*Directive:* Convert the entries below into a JSON list of strings, one string per line, with blank lines skipped and the pictures left out.

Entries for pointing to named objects
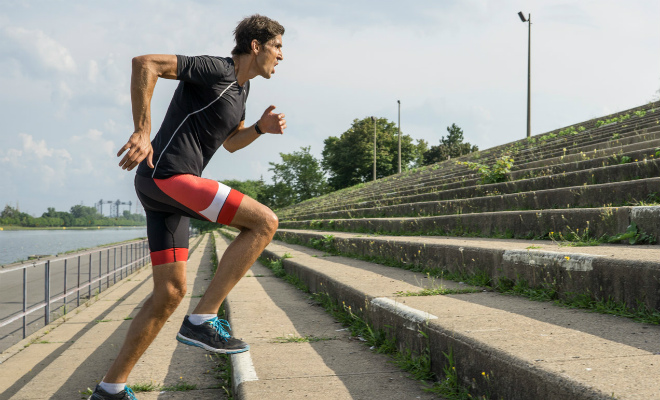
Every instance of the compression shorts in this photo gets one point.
(170, 203)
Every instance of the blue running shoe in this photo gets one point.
(212, 335)
(100, 394)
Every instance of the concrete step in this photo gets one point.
(616, 173)
(644, 151)
(63, 360)
(271, 315)
(624, 274)
(503, 346)
(588, 223)
(584, 196)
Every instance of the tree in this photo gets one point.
(250, 188)
(348, 159)
(452, 146)
(299, 177)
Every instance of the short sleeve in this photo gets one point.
(201, 70)
(247, 93)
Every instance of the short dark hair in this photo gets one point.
(256, 27)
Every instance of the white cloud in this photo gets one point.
(34, 46)
(93, 71)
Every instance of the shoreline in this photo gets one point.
(66, 228)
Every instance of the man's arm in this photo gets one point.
(146, 71)
(269, 122)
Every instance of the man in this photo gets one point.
(207, 111)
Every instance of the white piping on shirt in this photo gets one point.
(184, 120)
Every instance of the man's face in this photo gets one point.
(269, 56)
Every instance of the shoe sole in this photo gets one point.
(191, 342)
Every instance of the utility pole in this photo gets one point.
(373, 119)
(399, 129)
(529, 69)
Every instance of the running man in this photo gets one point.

*Exercise output:*
[
  "Every instance of the compression shorts in this photo gets one point.",
  "(170, 203)",
  "Every instance of the blue running shoe in this photo gets one point.",
  "(212, 335)",
  "(100, 394)",
  "Every instance of the concrete step in this photo gets one point.",
  "(616, 173)",
  "(644, 151)",
  "(63, 360)",
  "(271, 315)",
  "(624, 274)",
  "(503, 346)",
  "(588, 223)",
  "(584, 196)",
  "Every instance of the tree in this photo gets one point.",
  "(250, 188)",
  "(348, 159)",
  "(452, 146)",
  "(299, 177)",
  "Every instance of the short sleeve in this photo gets one point.",
  "(201, 70)",
  "(247, 93)",
  "Every instance of the short dark hair in this photo gets one point.",
  "(256, 27)",
  "Every instance of the white cloud in this photo gets one point.",
  "(34, 46)",
  "(93, 71)",
  "Every instance of the shoreline in this photo gets one point.",
  "(66, 228)",
  "Every instance of the man's arm in this photo gets one point.",
  "(146, 71)",
  "(269, 122)",
  "Every instance of the man in this photo gets one point.",
  "(207, 111)",
  "Every instance of the white piping on shirt in this photo gets one point.",
  "(184, 120)",
  "Every instance of the man's face in this photo gets one point.",
  "(269, 56)",
  "Every instance of the shoe sole in this photo gets one point.",
  "(191, 342)",
  "Every instance of the utility pole in this photo gets one point.",
  "(373, 119)",
  "(399, 129)",
  "(529, 69)",
  "Every instance of the running man in this photo gets one point."
]